— TASK —
Copy exactly the lines from the "Please indicate the green sepal" line to the end, both included, and nothing else.

— DATASET EXTRACT —
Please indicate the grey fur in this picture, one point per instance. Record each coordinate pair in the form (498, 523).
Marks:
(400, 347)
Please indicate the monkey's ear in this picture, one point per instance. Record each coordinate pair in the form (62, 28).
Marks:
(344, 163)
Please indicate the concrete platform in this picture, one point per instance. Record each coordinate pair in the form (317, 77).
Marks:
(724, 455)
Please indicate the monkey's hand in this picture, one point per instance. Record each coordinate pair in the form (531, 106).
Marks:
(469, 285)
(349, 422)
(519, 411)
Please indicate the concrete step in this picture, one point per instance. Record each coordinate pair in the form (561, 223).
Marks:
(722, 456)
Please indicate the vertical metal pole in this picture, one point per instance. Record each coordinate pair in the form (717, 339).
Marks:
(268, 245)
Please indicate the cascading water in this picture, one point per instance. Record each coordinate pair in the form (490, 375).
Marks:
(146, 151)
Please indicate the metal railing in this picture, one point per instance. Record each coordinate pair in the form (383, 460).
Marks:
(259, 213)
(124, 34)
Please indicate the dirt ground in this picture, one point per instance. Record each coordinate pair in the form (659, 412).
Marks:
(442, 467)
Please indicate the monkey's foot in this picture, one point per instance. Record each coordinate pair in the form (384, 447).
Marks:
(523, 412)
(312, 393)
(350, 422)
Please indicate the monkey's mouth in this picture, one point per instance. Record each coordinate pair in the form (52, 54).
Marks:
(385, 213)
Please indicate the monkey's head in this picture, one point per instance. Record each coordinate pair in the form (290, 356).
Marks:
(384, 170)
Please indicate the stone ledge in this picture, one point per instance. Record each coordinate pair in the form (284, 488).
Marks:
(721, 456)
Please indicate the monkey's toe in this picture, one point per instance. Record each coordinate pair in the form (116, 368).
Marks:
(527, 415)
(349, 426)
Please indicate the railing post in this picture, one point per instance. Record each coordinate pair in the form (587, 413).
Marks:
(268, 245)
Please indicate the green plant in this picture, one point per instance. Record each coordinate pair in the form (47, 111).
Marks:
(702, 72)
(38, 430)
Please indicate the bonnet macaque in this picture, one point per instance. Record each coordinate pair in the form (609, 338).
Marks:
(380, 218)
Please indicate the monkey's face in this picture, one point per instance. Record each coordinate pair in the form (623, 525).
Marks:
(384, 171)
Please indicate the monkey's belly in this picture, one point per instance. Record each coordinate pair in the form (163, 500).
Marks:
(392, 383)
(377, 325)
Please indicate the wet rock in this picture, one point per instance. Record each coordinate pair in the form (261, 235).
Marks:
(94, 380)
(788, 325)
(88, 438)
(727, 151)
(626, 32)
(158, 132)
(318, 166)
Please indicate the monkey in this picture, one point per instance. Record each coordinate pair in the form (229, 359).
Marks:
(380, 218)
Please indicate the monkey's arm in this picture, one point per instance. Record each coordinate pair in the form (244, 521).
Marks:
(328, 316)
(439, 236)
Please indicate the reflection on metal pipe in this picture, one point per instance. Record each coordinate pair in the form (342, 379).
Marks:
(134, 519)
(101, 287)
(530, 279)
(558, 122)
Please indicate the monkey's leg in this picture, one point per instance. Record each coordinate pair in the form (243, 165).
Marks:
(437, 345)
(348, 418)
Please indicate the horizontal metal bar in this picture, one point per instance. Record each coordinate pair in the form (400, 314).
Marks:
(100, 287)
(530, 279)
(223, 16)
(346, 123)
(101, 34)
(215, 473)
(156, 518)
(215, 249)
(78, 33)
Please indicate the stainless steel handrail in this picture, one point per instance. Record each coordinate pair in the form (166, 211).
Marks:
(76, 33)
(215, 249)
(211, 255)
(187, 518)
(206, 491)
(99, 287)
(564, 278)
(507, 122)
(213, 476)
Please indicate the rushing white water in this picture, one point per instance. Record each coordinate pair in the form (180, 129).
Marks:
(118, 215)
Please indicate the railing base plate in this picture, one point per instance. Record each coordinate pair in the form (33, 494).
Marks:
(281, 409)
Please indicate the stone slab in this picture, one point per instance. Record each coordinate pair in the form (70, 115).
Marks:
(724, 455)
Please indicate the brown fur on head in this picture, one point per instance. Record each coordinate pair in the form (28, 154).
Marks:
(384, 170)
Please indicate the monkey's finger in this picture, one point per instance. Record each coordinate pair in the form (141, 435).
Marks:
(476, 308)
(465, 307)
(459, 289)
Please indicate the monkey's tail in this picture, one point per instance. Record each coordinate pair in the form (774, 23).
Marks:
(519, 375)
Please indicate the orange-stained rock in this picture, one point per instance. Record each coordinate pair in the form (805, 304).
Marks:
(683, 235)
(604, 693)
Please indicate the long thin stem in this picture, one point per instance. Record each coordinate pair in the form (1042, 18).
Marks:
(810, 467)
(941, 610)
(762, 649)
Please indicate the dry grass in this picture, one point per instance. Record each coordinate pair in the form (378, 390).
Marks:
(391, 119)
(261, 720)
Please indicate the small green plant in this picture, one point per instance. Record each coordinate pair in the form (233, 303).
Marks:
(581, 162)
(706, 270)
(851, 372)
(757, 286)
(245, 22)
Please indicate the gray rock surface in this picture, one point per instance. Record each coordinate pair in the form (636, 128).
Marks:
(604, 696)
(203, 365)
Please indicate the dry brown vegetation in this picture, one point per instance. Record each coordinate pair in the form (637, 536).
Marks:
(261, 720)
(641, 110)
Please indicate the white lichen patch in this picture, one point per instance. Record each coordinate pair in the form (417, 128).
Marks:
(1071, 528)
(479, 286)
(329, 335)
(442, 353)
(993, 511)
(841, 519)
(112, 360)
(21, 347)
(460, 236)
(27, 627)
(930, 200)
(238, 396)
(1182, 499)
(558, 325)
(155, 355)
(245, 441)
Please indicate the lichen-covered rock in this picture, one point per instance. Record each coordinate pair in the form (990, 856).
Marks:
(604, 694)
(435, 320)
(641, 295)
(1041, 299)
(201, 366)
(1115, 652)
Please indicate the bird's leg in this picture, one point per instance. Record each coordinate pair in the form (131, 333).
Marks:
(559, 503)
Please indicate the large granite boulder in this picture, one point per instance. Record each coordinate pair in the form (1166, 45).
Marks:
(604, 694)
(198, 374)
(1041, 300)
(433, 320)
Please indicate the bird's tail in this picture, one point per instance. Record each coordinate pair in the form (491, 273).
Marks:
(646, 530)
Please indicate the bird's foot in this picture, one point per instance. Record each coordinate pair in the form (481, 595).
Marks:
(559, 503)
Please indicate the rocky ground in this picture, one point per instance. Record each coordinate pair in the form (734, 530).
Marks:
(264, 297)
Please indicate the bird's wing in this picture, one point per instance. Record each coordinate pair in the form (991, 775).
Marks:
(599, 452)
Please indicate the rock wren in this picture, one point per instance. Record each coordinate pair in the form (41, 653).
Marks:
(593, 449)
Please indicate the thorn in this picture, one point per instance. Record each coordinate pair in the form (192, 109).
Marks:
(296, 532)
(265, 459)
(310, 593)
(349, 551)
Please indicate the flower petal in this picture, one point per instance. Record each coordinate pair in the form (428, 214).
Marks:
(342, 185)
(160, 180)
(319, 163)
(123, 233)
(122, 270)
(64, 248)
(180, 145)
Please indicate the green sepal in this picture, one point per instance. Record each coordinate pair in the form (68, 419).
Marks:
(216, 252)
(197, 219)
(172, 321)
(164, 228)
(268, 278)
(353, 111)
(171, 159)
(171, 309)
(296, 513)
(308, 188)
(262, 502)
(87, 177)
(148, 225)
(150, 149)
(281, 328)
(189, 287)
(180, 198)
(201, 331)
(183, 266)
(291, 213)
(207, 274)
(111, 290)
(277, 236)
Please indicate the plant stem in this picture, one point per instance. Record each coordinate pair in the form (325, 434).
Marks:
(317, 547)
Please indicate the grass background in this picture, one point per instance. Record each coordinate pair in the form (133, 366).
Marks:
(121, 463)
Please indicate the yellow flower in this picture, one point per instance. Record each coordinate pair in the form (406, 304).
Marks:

— OUTPUT OF THE EXERCISE —
Please indicate the green sepal in this picture, one point per instance. Record each coordinate pair in the form (68, 419).
Marks:
(216, 252)
(197, 219)
(172, 321)
(164, 228)
(268, 278)
(353, 111)
(171, 159)
(171, 309)
(296, 513)
(308, 188)
(262, 502)
(87, 177)
(148, 225)
(150, 149)
(281, 328)
(189, 287)
(180, 198)
(201, 331)
(183, 266)
(291, 213)
(207, 274)
(111, 290)
(277, 236)
Please indicate the plant stem in this picture, one point per instance. Record each coordinate pair in the form (325, 434).
Marks:
(317, 547)
Please indicate the grass background in this picture, one point per instance. Record each coordinate pair in the form (133, 366).
Marks:
(121, 463)
Please indicate the yellow flower in this picture, one point per instance. Record each coordinate pair in the form (406, 304).
Marks:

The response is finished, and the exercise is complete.